■ SUPPLIED PASSAGE
# # # #
In late July 2024, former Presbyterian Support Otago CEO Gillian Bremner was named in the final report of the Royal Commission of Inquiry into Abuse in Care as having instructed a staff member between 2017 and 2018 to destroy records linked to historical abuse. The only records preserved were the registers of names and dates of children and young people in the organisation's care. Male Survivors Otago denounced Bremner's actions as "despicable." On 26 July, Cooper Legal partner Sam Benton lodged a formal complaint against the New Zealand Law Society's president, Frazer Barton, after revelations that he had advised the PSO that it could destroy the records of all children in its care. Barton had previously served as a PSO board member at their destruction. Barton subsequently took leave from his position as president of the Law Society. Barton told The New Zealand Herald that he had only provided "informal advice" to Bremner and denied advising her to destroy the documents. On 26 July, PSO CEO Jo O'Neill resigned for undisclosed reasons. O'Neill had succeeded Bremner as CEO following her resignation. O'Neill had stated that "destroying the records was not a decision I would have made."
# # # #
Items from a dataset:
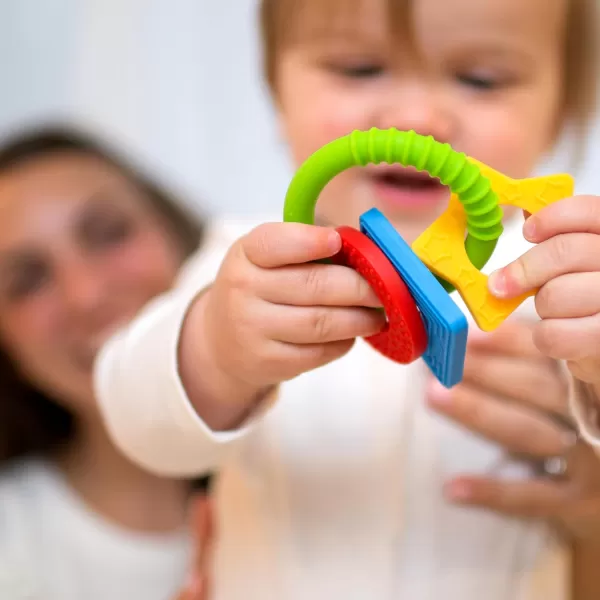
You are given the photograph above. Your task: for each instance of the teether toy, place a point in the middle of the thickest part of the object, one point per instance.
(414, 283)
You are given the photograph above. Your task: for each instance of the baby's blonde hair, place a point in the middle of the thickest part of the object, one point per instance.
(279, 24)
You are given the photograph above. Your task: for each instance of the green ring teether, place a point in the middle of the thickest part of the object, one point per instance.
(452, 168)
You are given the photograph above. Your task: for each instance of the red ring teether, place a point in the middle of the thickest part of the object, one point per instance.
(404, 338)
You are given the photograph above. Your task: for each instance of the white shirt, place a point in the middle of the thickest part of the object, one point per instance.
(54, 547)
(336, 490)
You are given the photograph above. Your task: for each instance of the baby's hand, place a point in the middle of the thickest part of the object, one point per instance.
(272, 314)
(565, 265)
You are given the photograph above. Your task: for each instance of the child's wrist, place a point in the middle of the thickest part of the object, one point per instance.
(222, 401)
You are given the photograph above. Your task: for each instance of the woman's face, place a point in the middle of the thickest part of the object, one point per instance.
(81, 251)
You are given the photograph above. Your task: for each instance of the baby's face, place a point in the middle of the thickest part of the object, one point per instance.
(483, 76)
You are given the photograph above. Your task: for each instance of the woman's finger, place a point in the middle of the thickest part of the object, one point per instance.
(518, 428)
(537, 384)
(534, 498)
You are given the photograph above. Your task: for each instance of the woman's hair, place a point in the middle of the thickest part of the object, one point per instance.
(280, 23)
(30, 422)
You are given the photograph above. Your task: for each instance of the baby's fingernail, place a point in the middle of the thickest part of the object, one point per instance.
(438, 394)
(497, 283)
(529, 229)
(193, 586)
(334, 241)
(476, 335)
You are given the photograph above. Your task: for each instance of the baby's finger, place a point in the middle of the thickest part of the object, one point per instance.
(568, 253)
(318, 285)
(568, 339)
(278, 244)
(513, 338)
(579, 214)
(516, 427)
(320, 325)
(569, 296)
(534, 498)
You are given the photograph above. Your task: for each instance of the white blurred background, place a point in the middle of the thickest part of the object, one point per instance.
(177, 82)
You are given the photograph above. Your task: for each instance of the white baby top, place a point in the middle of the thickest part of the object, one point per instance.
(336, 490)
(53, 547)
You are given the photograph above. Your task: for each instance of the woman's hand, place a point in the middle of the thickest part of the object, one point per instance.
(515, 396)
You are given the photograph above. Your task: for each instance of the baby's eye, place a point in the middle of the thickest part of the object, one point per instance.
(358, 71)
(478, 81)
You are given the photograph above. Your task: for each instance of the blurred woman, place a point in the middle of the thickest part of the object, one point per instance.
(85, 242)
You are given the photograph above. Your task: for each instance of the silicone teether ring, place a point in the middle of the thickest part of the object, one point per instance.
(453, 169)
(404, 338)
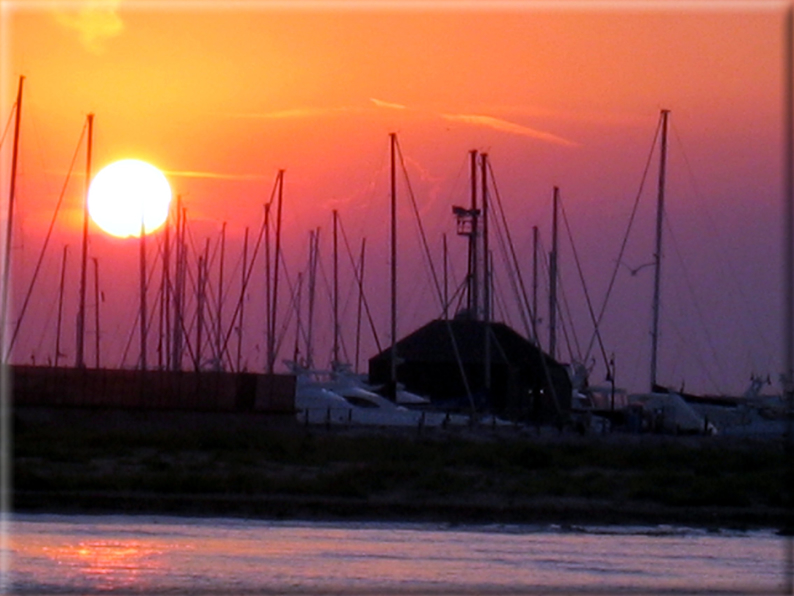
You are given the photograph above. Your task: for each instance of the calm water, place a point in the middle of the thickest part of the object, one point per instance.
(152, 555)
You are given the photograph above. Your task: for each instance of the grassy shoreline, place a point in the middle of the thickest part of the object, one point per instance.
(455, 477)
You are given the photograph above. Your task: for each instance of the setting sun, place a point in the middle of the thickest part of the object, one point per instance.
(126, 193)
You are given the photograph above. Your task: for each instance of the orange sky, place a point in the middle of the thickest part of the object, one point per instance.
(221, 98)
# # # #
■ EXERCISE SET
1 - In the passage about the destroyed abuse records, who lodged a formal complaint against Frazer Barton on 26 July?
2 - Name every person identified by name in the passage about the destroyed abuse records.

■ RESPONSES
1 - Cooper Legal partner Sam Benton lodged the complaint.

2 - Gillian Bremner, Sam Benton, Frazer Barton, Jo O'Neill